INSTRUCTION: Rewrite the material below with "for each instance" swapped for "for every instance" wherever it appears, keeping everything else the same.

## BEGIN

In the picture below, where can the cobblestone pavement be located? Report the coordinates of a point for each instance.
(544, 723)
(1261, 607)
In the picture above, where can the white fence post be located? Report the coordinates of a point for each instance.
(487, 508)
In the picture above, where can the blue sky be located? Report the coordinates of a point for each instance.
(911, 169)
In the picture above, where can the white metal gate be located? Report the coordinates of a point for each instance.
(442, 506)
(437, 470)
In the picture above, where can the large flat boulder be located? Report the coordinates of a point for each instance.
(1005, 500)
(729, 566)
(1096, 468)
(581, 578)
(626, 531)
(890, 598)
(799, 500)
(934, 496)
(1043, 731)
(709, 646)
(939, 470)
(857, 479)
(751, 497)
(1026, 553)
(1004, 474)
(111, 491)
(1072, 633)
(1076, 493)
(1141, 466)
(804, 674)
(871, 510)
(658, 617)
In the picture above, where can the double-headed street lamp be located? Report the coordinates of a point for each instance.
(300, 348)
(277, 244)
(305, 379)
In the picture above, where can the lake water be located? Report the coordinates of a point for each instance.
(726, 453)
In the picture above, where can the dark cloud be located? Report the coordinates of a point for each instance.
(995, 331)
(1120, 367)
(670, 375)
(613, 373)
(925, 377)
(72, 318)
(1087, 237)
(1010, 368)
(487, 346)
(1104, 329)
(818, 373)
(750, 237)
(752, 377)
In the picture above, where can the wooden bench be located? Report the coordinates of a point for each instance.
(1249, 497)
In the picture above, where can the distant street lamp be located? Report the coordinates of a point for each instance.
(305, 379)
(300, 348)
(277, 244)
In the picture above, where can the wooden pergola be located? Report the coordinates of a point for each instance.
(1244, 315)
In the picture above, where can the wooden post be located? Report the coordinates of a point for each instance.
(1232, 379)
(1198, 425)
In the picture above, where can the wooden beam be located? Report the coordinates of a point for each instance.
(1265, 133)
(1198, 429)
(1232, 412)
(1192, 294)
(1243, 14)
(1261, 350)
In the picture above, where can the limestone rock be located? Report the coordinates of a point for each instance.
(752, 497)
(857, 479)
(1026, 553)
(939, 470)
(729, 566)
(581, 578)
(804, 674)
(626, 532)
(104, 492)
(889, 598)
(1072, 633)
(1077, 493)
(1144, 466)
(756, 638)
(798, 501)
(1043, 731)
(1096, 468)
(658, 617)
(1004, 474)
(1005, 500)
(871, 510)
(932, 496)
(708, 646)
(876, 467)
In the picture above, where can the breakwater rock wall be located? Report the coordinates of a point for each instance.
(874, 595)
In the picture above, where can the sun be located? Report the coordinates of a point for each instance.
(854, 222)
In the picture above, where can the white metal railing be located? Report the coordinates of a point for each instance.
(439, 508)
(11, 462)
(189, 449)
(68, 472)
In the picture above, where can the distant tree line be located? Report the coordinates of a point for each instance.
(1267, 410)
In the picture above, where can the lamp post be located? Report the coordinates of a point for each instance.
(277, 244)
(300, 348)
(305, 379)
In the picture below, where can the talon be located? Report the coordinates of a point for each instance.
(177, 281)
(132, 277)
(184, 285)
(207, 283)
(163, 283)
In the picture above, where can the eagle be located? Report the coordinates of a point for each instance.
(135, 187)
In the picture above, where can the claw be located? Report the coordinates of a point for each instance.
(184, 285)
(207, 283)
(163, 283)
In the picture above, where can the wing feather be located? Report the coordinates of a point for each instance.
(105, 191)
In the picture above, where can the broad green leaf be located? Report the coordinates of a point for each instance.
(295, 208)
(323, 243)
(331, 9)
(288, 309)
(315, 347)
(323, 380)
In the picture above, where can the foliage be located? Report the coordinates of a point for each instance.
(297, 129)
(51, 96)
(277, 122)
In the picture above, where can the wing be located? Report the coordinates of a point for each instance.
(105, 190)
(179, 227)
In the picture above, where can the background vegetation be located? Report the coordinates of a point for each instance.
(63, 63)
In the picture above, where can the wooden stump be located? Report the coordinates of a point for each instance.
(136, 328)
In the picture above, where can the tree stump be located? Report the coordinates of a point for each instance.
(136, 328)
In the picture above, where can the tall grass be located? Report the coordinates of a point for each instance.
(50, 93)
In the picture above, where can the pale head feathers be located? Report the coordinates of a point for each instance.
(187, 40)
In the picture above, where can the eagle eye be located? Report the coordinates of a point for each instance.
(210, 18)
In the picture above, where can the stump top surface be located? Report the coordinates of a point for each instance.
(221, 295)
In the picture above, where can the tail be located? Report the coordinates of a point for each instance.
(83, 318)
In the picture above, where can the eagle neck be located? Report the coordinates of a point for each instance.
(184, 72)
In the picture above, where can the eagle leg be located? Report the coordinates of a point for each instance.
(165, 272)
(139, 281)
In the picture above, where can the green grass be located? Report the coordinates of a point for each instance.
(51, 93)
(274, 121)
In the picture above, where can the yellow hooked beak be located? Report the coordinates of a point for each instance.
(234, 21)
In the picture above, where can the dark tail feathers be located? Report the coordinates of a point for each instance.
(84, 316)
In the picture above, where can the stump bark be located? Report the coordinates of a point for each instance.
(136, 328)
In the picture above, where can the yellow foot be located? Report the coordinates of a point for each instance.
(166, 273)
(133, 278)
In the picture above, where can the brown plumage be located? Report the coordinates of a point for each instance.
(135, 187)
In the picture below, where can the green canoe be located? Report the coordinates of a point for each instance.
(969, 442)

## END

COMPLETE OUTPUT:
In the picture below, where can the cobblestone pavement be located? Report the coordinates of a point for every instance.
(544, 723)
(1261, 607)
In the picture above, where can the white fence post be located? Report the coordinates of a point for every instance.
(487, 508)
In the picture above, where can the blue sky be located? Report the coordinates of a point for every instance.
(911, 169)
In the picture above, where can the white metal gate be located? Report the coordinates of a point for every instance.
(442, 506)
(437, 470)
In the picture above, where can the large flat boulder be located? Report the coordinates of a point for every instance.
(1005, 500)
(729, 566)
(1096, 468)
(581, 578)
(626, 531)
(890, 598)
(799, 500)
(934, 496)
(1043, 731)
(709, 646)
(939, 470)
(857, 479)
(751, 497)
(1026, 553)
(1004, 474)
(111, 491)
(1072, 633)
(1076, 493)
(1141, 466)
(804, 674)
(871, 510)
(658, 617)
In the picture above, where can the double-headed street lamp be located? Report the coordinates of a point for every instance.
(300, 348)
(277, 244)
(305, 379)
In the picture above, where can the lake water be located? Report the coordinates of a point for every instance.
(726, 453)
In the picture above, where can the dark cloud be located? Report the coordinates of a point for every instance.
(995, 331)
(1120, 367)
(670, 375)
(613, 373)
(925, 377)
(72, 318)
(1087, 237)
(1010, 368)
(487, 346)
(1104, 329)
(818, 373)
(750, 237)
(752, 377)
In the picture above, where can the wooden bench be located? Report the coordinates of a point for every instance.
(1249, 497)
In the picture above, where can the distant street lamp be located? Report the coordinates of a point for every instance.
(305, 379)
(300, 348)
(277, 244)
In the picture above, where can the wooden pergola be located? Report the coordinates of a point for every instance.
(1244, 315)
In the picture above, where can the wooden post be located? Report the coordinates of a point for every instance.
(1232, 379)
(1198, 425)
In the picture above, where can the wooden beam be located? Report the coordinates of a point for every instance.
(1265, 133)
(1198, 429)
(1232, 412)
(1192, 294)
(1243, 14)
(1261, 350)
In the picture above, where can the limestone rock be located? Report the coordinates of a point for every instance.
(752, 497)
(857, 479)
(1026, 553)
(939, 470)
(729, 566)
(581, 578)
(804, 674)
(626, 532)
(104, 492)
(889, 598)
(1072, 633)
(1077, 493)
(1144, 466)
(756, 638)
(798, 501)
(1043, 731)
(1096, 468)
(658, 617)
(1004, 474)
(1005, 500)
(871, 510)
(932, 496)
(708, 646)
(876, 467)
In the picture above, where can the breakwater rock wall be located? Report the coordinates of a point for every instance.
(874, 595)
In the picture above, where can the sun be located? Report the coordinates of a point for every instance.
(854, 222)
In the picture above, where can the white metal railing be located? Report the coordinates of a point for every instance.
(439, 508)
(11, 462)
(189, 449)
(68, 472)
In the picture above, where can the distant tree line be located? Report the coordinates of a point for every instance.
(1267, 410)
In the picture above, where can the lamp post be located? Report the coordinates of a point for every instance.
(277, 244)
(300, 348)
(305, 379)
In the picture below, where can the talon be located? Report the coordinates of a point for every instance.
(177, 281)
(132, 277)
(184, 285)
(207, 283)
(163, 283)
In the picture above, where can the eagle be located? Report the coordinates of a point for every instance.
(135, 187)
In the picture above, where can the claw be located? Report the coordinates of a point for every instance.
(184, 285)
(207, 283)
(163, 283)
In the picture above, where can the wing feather be located? Report the coordinates of a point for every instance.
(105, 191)
In the picture above, where can the broad green leaf be located? Report the coordinates of a point for every instance.
(295, 208)
(323, 243)
(331, 9)
(288, 309)
(315, 347)
(323, 380)
In the picture above, where can the foliage be located? Report the coordinates of a point for every instance.
(297, 129)
(51, 96)
(277, 122)
In the picture above, where can the wing be located? Report the coordinates of a point for every instance.
(105, 190)
(179, 227)
In the picture above, where can the background vegetation be located? Report the coordinates of a point for every instance.
(63, 63)
In the picture above, where can the wooden stump be located? Report the coordinates of a point for every instance.
(136, 328)
In the picture above, where can the tree stump be located? Report the coordinates of a point for every instance.
(136, 328)
In the picture above, where can the tall grass be located? Report the coordinates of a point for every instance.
(50, 93)
In the picture above, where can the pale head feathers be located? Report the coordinates of a point for every instance.
(187, 40)
In the picture above, where can the eagle eye be located? Report the coordinates of a point for every instance.
(210, 18)
In the picture above, where can the stump top surface be located? Report the coordinates of a point for every instance.
(221, 295)
In the picture above, where can the tail be located? Report the coordinates of a point for every instance.
(83, 318)
In the picture above, where can the eagle neck be located? Report the coordinates of a point for every instance.
(184, 72)
In the picture above, where can the eagle leg be located? Report the coordinates of a point for every instance.
(165, 272)
(139, 281)
In the picture above, where can the green grass be located? Report the coordinates of a point for every instance.
(51, 93)
(274, 121)
In the picture above, where can the yellow hooked beak be located? Report the coordinates of a point for every instance.
(234, 21)
In the picture above, where can the dark tail feathers be located? Report the coordinates of a point for every instance.
(84, 316)
In the picture above, where can the stump bark be located? Report the coordinates of a point for every instance.
(136, 328)
In the picture above, where can the yellow foot be located? Report the coordinates of a point for every instance.
(166, 273)
(133, 278)
In the picture above, where can the brown plumage be located? Report the coordinates of a point for every instance.
(135, 187)
In the picture below, where can the green canoe be located? Report the coordinates of a point for every instance.
(969, 442)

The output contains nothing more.